SOURCE EXTRACT:
+++
Polymerization was performed, the resultant polymer was then finely cut, and dried as in Synthesizing Example 1. Subsequently, the polymer was crushed with a crusher under a different condition such that the finely powdered copolymer has a larger particle diameter. Particles having a diameter exceeding 180 μm were not removed. Other procedures were performed as in Synthesizing Example 1 to prepare target Copolymer 6 in the form of fine powder.

Additionally, a part of the sample was screened with an 83-mesh standard sieve composed of a stainless steel. According to the result, the ratio of particles having a particle diameter exceeding 180 μm was 90 weight percent relative to the total amount of the copolymer.

Copolymer-Synthesizing Example 7

Synthesis of Copolymer 7

Polymerization was performed, the resultant polymer was then finely cut, and dried as in Synthesizing Example 5. Subsequently, the polymer was crushed with a crusher under a different condition such that the finely powdered copolymer has a smaller particle diameter as in Synthesizing Example 5. Particles having a diameter exceeding 75 μm were then removed with a 200-mesh standard sieve composed of a stainless steel (JIS Z 8801, inner diameter: 200 mm, opening: 75 μm).

Other procedures were performed as in Synthesizing Example 5 to prepare target Copolymer 7 in the form of fine powder.

Comparative Copolymer-Synthesizing Example 1

Synthesis of Comparative Copolymer 1

36 weight percent aqueous solution (566.2 g, equivalent of 50 mole percent) of sodium acrylate, acrylic acid (156.2 g, equivalent of 50 mole percent), and pure water (477.6 g) were mixed to prepare an aqueous monomer solution (1.2 kg) having a monomer concentration of 30 weight percent.

Other procedures were performed as in Synthesizing Example 1 to prepare target powdery Comparative Copolymer 1.
+++
INFORMATION SUPPLIED:
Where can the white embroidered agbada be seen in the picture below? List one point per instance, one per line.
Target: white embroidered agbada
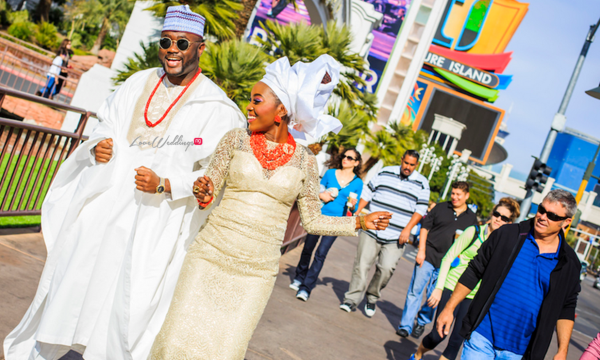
(114, 253)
+++
ASSIGNMENT: Reproduce the copolymer synthesis text word for word, from start to finish.

ANSWER FOR THIS EXERCISE:
Polymerization was performed, the resultant polymer was then finely cut, and dried as in Synthesizing Example 1. Subsequently, the polymer was crushed with a crusher under a different condition such that the finely powdered copolymer has a larger particle diameter. Particles having a diameter exceeding 180 μm were not removed. Other procedures were performed as in Synthesizing Example 1 to prepare target Copolymer 6 in the form of fine powder.

Additionally, a part of the sample was screened with an 83-mesh standard sieve composed of a stainless steel. According to the result, the ratio of particles having a particle diameter exceeding 180 μm was 90 weight percent relative to the total amount of the copolymer.

Copolymer-Synthesizing Example 7

Synthesis of Copolymer 7

Polymerization was performed, the resultant polymer was then finely cut, and dried as in Synthesizing Example 5. Subsequently, the polymer was crushed with a crusher under a different condition such that the finely powdered copolymer has a smaller particle diameter as in Synthesizing Example 5. Particles having a diameter exceeding 75 μm were then removed with a 200-mesh standard sieve composed of a stainless steel (JIS Z 8801, inner diameter: 200 mm, opening: 75 μm).

Other procedures were performed as in Synthesizing Example 5 to prepare target Copolymer 7 in the form of fine powder.

Comparative Copolymer-Synthesizing Example 1

Synthesis of Comparative Copolymer 1

36 weight percent aqueous solution (566.2 g, equivalent of 50 mole percent) of sodium acrylate, acrylic acid (156.2 g, equivalent of 50 mole percent), and pure water (477.6 g) were mixed to prepare an aqueous monomer solution (1.2 kg) having a monomer concentration of 30 weight percent.

Other procedures were performed as in Synthesizing Example 1 to prepare target powdery Comparative Copolymer 1.